Text for analysis:
%%

If this is not on the record as an IA why would you report as an IA?
 
Because I was under the impression that IAs have to be reported regardless of whether they are on record or anything of that sort. Am I wrong? I’m just trying to avoid being dishonest on the applications.
My apologies...I misunderstood/misread your post. I would disclose and explain yourself fully.
 
My own opinion, when did this occur? In the spring, summer, or fall of 2020?

I say this because the pandemic really scrambled everyone when it came to integrity issues. I don't know if the school really had anything legally to back up the professor on the charge but I'm also not sure it is worth getting through the process to find out. That said your advisors gave you advice that I think is sound, and work with the administrators involved with student conduct at your school to get the precise wording for any disclosure you make.

That said, back to your question: I know the pandemic shut down a lot of clinical opportunities but aside from virtual shadowing, what patient-centered opportunities in a clinical and non-clinical setting have you completed?
 
Okay thank you, that’s what I’m planning on doing. Do you think if I explain myself fully like I did in this thread and obviously elaborate more on what I learned from the situation, it will lessen the effect of the IA and not be as big of a red flag?
Yes if you fully explain what happened and the lessons learned I think you should be fine. Because the F may def get pulled up in interviews. But would have to agree it’s hard to say how you’ll fair without an Mcat.
 
Thank you for your advice. I’m planning on explaining what happened and taking full responsibility of making the mistake of not turning in all my papers. However, as I didn’t cheat, i can’t really take responsibility for cheating on the exam. That said, if you had read my reflection and explanation, would you still hold my IA against me?

Also, I’m actually planning on taking my mcat in May and if I don’t get a score I am happy with, I think I will hold of on applying this cycle because I understand that my application is not quite as strong as it should be.
I cannot really speak for adcoms because each one will respond differently to the explanation, but given the circumstance I would lean on the side of understanding so as long as you really reflect on how to prevent a similar occurrence from repeating itself.

%%

Work request A:
In the forum thread, what month is the poster planning to take the MCAT?
Work request B:
Swap "papers" for "assignments" while restating the part of the forum thread that begins at "Thank you for" and stops after "IA against me?".
The items after this point have nothing to do with the forum thread.

Dataset entries:
%%

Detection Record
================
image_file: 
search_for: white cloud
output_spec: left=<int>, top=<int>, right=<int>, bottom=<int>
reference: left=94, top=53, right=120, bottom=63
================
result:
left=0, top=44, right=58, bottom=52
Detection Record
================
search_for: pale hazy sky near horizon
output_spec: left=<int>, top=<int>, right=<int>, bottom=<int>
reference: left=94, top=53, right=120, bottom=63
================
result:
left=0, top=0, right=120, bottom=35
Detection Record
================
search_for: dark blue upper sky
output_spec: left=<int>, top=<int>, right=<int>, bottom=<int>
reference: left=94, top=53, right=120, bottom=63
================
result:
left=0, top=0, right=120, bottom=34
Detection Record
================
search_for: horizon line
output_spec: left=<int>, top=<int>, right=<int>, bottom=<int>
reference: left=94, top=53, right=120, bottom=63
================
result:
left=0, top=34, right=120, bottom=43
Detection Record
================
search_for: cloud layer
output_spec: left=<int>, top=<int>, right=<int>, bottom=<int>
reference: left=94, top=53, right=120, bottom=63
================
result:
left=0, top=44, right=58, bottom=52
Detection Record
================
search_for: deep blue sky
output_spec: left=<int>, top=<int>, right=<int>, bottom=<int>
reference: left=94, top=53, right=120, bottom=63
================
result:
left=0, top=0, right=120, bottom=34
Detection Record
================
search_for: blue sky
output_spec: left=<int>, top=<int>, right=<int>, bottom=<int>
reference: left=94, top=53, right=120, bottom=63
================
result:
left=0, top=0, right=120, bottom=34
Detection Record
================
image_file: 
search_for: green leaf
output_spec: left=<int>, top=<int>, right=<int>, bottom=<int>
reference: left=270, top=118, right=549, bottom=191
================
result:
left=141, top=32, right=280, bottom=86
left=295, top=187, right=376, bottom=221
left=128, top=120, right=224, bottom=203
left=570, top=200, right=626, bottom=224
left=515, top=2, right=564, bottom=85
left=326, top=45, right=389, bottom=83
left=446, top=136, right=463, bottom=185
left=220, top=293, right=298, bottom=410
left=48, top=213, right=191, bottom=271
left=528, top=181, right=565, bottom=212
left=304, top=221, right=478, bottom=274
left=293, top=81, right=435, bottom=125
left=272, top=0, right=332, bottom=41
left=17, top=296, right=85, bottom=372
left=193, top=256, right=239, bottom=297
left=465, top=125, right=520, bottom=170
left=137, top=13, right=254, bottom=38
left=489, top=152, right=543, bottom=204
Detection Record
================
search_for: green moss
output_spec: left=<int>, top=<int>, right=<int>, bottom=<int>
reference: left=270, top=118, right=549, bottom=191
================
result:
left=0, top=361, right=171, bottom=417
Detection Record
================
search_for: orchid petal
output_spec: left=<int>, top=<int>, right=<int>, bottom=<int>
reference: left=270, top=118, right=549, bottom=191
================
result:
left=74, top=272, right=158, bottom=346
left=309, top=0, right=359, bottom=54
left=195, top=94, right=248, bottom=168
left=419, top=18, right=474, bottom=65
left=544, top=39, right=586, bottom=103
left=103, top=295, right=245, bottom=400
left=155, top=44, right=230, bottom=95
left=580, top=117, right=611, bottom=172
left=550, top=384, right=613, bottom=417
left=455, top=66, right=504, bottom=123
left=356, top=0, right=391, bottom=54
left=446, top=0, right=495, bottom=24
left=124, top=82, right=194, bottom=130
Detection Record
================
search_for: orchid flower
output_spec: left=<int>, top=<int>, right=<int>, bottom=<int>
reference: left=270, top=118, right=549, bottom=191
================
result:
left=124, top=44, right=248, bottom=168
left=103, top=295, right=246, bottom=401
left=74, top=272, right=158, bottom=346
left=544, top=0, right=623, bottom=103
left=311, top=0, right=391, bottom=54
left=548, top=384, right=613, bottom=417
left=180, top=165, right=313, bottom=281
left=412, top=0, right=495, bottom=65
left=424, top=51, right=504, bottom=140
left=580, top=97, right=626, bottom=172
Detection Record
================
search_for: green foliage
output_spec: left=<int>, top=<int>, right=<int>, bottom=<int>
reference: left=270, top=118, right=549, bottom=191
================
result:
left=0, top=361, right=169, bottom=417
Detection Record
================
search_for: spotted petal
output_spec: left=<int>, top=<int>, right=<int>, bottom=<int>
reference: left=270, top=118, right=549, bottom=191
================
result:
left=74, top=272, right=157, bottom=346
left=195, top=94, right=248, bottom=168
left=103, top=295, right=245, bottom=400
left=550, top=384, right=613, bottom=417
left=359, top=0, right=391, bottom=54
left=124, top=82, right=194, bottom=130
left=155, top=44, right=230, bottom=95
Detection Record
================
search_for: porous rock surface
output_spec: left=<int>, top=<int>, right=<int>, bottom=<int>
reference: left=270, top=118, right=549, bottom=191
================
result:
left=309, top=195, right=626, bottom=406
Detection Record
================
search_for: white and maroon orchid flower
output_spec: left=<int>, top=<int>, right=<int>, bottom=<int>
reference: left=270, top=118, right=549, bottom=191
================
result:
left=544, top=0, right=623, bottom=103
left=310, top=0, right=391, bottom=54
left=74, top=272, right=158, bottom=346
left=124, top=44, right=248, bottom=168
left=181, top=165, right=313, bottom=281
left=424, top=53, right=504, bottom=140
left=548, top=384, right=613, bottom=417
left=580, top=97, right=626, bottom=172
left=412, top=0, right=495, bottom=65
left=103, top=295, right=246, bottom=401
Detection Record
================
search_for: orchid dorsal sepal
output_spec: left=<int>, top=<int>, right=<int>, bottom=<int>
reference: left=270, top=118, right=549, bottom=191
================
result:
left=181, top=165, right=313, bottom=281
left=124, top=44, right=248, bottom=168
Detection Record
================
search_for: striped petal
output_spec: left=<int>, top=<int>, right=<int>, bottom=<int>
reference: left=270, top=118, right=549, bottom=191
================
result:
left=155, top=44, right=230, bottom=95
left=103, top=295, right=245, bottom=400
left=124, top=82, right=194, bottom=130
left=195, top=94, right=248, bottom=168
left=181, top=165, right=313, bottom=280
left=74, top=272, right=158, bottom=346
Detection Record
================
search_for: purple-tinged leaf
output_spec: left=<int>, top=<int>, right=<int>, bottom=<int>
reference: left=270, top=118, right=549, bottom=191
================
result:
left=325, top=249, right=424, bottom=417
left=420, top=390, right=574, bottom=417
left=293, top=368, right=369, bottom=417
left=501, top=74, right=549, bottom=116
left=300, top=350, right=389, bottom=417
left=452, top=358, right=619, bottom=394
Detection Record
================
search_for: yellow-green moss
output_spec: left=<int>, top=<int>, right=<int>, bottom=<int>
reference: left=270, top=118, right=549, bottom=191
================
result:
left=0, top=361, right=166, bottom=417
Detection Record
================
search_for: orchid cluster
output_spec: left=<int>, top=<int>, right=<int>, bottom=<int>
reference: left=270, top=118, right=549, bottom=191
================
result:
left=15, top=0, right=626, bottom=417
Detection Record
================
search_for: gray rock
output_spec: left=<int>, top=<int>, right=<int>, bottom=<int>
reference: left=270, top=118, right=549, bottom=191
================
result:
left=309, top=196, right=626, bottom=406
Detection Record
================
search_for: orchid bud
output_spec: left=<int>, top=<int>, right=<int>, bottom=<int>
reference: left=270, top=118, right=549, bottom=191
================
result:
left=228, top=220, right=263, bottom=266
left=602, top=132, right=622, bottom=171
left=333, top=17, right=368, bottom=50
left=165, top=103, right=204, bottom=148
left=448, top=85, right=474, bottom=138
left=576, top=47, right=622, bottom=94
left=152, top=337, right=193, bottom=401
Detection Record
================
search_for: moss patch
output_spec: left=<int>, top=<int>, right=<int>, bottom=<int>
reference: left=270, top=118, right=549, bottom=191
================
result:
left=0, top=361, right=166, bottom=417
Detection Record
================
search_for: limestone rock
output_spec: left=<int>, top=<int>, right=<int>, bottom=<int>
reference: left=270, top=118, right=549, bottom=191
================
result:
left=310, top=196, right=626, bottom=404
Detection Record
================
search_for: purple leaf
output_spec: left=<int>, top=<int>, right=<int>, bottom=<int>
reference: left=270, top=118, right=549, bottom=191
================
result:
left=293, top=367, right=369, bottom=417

%%

Task result A:
May.

Task result B:
Thank you for your advice. I’m planning on explaining what happened and taking full responsibility of making the mistake of not turning in all my assignments. However, as I didn’t cheat, i can’t really take responsibility for cheating on the exam. That said, if you had read my reflection and explanation, would you still hold my IA against me?